Records for processing below:

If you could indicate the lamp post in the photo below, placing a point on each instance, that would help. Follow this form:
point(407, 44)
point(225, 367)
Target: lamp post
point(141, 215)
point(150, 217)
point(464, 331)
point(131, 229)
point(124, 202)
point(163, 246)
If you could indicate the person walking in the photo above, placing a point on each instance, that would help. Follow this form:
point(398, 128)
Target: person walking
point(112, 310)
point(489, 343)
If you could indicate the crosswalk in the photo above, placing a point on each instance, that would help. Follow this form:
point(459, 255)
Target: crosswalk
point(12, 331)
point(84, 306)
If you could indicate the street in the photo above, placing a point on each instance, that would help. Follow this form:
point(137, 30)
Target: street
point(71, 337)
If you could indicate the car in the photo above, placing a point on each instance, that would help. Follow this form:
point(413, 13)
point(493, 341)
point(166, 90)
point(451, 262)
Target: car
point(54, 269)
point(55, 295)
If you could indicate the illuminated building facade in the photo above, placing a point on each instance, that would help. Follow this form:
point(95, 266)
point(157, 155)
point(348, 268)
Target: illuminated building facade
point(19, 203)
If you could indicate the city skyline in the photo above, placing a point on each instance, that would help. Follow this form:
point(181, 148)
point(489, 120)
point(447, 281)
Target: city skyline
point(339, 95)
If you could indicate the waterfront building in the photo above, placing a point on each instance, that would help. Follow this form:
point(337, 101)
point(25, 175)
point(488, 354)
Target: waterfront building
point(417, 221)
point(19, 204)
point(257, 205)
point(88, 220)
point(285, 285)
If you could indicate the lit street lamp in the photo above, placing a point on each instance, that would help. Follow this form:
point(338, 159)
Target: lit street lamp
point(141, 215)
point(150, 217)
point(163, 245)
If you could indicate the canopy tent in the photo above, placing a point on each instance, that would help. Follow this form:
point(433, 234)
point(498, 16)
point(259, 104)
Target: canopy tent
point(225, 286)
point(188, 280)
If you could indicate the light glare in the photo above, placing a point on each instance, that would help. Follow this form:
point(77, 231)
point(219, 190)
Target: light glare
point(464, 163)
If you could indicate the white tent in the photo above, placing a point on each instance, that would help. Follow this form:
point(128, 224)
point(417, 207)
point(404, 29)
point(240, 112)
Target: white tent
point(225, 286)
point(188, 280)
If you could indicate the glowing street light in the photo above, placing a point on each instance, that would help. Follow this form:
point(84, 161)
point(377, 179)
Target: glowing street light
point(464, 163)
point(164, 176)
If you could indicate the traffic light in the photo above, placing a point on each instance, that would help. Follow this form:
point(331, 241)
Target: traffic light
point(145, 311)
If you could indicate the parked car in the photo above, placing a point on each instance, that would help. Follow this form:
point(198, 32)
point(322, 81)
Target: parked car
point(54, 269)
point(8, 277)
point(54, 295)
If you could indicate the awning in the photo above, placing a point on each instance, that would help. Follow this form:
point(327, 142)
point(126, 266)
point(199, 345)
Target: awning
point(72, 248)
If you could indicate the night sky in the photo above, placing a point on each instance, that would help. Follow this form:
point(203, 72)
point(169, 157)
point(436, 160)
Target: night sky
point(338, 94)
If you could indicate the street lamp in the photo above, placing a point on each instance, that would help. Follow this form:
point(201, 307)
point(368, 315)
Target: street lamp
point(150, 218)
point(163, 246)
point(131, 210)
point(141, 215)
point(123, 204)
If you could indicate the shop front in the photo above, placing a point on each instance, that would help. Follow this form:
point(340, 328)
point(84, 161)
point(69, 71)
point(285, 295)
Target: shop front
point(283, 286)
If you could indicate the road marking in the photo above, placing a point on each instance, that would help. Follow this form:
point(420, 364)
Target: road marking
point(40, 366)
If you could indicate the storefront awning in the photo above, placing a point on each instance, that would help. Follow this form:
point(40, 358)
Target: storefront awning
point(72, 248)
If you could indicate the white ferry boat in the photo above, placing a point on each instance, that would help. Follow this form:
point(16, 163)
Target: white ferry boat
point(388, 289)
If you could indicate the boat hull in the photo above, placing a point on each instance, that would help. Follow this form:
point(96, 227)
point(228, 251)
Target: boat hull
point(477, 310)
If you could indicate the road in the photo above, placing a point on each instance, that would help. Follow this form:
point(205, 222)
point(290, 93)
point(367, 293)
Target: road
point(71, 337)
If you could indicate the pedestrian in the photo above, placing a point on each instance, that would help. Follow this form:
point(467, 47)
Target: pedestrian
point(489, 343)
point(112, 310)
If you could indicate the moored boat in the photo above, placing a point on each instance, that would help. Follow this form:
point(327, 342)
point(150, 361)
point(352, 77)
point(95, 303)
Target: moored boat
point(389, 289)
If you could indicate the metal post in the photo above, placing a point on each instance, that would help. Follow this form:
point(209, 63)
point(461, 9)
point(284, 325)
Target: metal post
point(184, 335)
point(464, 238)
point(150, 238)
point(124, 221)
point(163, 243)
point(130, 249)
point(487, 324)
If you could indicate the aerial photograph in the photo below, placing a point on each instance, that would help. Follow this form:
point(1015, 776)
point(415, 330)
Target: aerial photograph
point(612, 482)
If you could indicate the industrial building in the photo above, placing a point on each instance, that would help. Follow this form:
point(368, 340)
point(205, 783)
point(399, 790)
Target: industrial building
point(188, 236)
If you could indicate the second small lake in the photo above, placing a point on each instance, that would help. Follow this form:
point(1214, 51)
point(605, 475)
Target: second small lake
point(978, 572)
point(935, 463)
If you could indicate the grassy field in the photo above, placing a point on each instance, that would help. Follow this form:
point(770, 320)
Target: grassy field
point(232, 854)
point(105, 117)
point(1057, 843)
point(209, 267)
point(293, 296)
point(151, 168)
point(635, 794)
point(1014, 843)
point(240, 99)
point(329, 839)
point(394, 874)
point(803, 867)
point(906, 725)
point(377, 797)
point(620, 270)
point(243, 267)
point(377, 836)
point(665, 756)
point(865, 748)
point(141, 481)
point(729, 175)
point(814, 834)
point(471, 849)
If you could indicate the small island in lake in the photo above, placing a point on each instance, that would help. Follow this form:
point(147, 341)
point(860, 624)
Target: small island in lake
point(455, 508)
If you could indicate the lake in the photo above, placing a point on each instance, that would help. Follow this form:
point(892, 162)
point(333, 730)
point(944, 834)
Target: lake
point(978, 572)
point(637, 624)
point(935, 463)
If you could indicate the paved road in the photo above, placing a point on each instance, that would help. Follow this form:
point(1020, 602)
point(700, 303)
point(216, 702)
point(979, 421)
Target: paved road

End of Records for processing.

Assignment: Extract the listing in its entirety, matching it exactly.

Result:
If you could indicate the lamp post in the photo below, placing a point on each instance, that would help. Follow this form:
point(407, 44)
point(225, 367)
Target: lamp post
point(141, 215)
point(150, 217)
point(464, 331)
point(131, 229)
point(124, 202)
point(163, 246)
If you could indicate the person walking in the photo above, placing a point on each instance, that would help. Follow this form:
point(398, 128)
Target: person walking
point(112, 310)
point(489, 343)
If you could indicate the crosswalk in the photo above, placing a point on each instance, that would help. Follow this form:
point(459, 255)
Target: crosswalk
point(12, 331)
point(84, 306)
If you could indicate the street in the photo above, placing a point on each instance, that would help. Follow this form:
point(137, 30)
Target: street
point(71, 337)
If you could indicate the car in the photo above, placing a point on each instance, that would help. Follow this form:
point(413, 13)
point(493, 341)
point(166, 90)
point(451, 262)
Target: car
point(54, 269)
point(55, 295)
If you could indicate the illuminated building facade in the photo above, placing a point on each instance, that would help. Follow this form:
point(95, 266)
point(157, 155)
point(348, 268)
Target: illuminated building facade
point(19, 203)
If you could indicate the city skyline in the photo above, placing a point on each instance, that would help. Follow this form:
point(181, 148)
point(489, 120)
point(447, 281)
Target: city skyline
point(339, 95)
If you could indicate the waterfront building in the photo above, placing a point on each instance, that would help. Follow this form:
point(337, 101)
point(25, 175)
point(488, 354)
Target: waterfront building
point(417, 221)
point(19, 204)
point(257, 205)
point(88, 220)
point(285, 285)
If you could indicate the lit street lamp in the photo above, placing a point on each instance, that would help. Follow this form:
point(338, 159)
Target: lit street lamp
point(141, 215)
point(150, 217)
point(163, 245)
If you could indicate the canopy tent in the photo above, placing a point on each instance, that would help. Follow this form:
point(433, 234)
point(498, 16)
point(259, 104)
Target: canopy tent
point(225, 286)
point(188, 280)
If you could indicate the light glare in the photo above, placing a point on each instance, that would help. Follow this form:
point(77, 231)
point(219, 190)
Target: light glare
point(464, 163)
If you could indicate the white tent in the photo above, placing a point on each instance, that would help. Follow this form:
point(128, 224)
point(417, 207)
point(404, 29)
point(240, 112)
Target: white tent
point(225, 286)
point(188, 280)
If you could indicate the glowing street light in the photo above, placing a point on each instance, that would help. Follow this form:
point(84, 161)
point(377, 179)
Target: glowing street light
point(464, 163)
point(164, 176)
If you could indicate the traffic light in the photo above, placing a point on each instance, that would help. Follow this form:
point(331, 241)
Target: traffic light
point(145, 311)
If you could indicate the parked car in the photo above, placing a point on each instance, that would help. Follow this form:
point(198, 32)
point(322, 81)
Target: parked car
point(54, 269)
point(8, 277)
point(54, 295)
If you could indicate the awning in the photo above, placing a point on each instance, that would help. Follow this form:
point(327, 142)
point(126, 266)
point(199, 345)
Target: awning
point(72, 248)
If you could indicate the night sky in the photo above, placing a point on each instance, that would help. Follow this form:
point(203, 72)
point(169, 157)
point(436, 160)
Target: night sky
point(338, 94)
If you could indicate the street lamp in the photo above, placing a point on each instance, that would help. Follow this form:
point(201, 307)
point(368, 315)
Target: street lamp
point(150, 218)
point(163, 246)
point(131, 210)
point(141, 215)
point(123, 204)
If you could indicate the shop front in the photo above, placing a point on each instance, that would help. Follow this form:
point(340, 328)
point(84, 161)
point(69, 71)
point(285, 295)
Target: shop front
point(283, 286)
If you could indicate the road marking in the photo above, placing a point on each instance, that would help. Follow this form:
point(420, 364)
Target: road marking
point(40, 366)
If you could indicate the storefront awning in the photo above, placing a point on each instance, that would help. Follow this form:
point(40, 358)
Target: storefront awning
point(72, 248)
If you could indicate the white ferry boat in the photo above, placing a point on each instance, that would help. Follow this form:
point(16, 163)
Target: white ferry boat
point(388, 289)
If you could indicate the boat hull in the photo above, placing a point on each instance, that would help. Follow this form:
point(96, 227)
point(228, 251)
Target: boat hull
point(477, 310)
If you could indicate the road in the photo above, placing a point on each instance, that would help. Follow this form:
point(205, 222)
point(290, 93)
point(367, 293)
Target: road
point(71, 337)
If you could indicate the pedestrian in the photo above, placing a point on each instance, that would help. Follow this form:
point(467, 47)
Target: pedestrian
point(489, 343)
point(112, 310)
If you could indicate the moored boat in the photo above, placing a point on each instance, that would help. Follow this form:
point(327, 342)
point(150, 361)
point(352, 77)
point(95, 303)
Target: moored boat
point(389, 289)
If you could indicate the metal post in the photo above, placing a point on each instance, that would help. Follow this form:
point(209, 63)
point(461, 9)
point(284, 325)
Target: metal post
point(184, 335)
point(464, 238)
point(150, 238)
point(124, 221)
point(163, 243)
point(130, 249)
point(487, 324)
If you could indicate the aerial photograph in the photo below, placing a point on each instance, that would help. Follow this form:
point(1015, 776)
point(415, 330)
Target: aerial photograph
point(612, 482)
If you could indicate the industrial building in the photo above, placing a point on each instance, that would help. Follow this form:
point(368, 340)
point(205, 783)
point(399, 790)
Target: industrial building
point(188, 236)
If you could indicate the second small lake in the photo above, placing a point on each instance, that would help. Follow this form:
point(1214, 51)
point(605, 475)
Target: second small lake
point(978, 572)
point(935, 463)
If you could indicate the grassy field in the photo above, placing a point on each instance, that would help. Follow this form:
point(770, 320)
Target: grassy field
point(232, 854)
point(105, 117)
point(1057, 843)
point(209, 267)
point(293, 296)
point(151, 168)
point(635, 794)
point(1014, 843)
point(240, 99)
point(329, 839)
point(394, 874)
point(803, 867)
point(906, 725)
point(377, 797)
point(620, 270)
point(243, 267)
point(377, 836)
point(665, 756)
point(865, 748)
point(141, 481)
point(729, 175)
point(814, 834)
point(471, 849)
If you could indicate the small island in lake in the photo above, placing a point on each instance, that would help. Follow this form:
point(147, 341)
point(860, 624)
Target: small island in lake
point(455, 508)
If you could indicate the lake in the photo above, placing a point on each instance, that would help. Follow this form:
point(892, 162)
point(333, 730)
point(944, 834)
Target: lake
point(978, 572)
point(637, 624)
point(935, 463)
If you could indicate the paved road in the photo above, placing a point on each instance, that would help. Follow this form:
point(1020, 602)
point(700, 303)
point(216, 702)
point(979, 421)
Target: paved road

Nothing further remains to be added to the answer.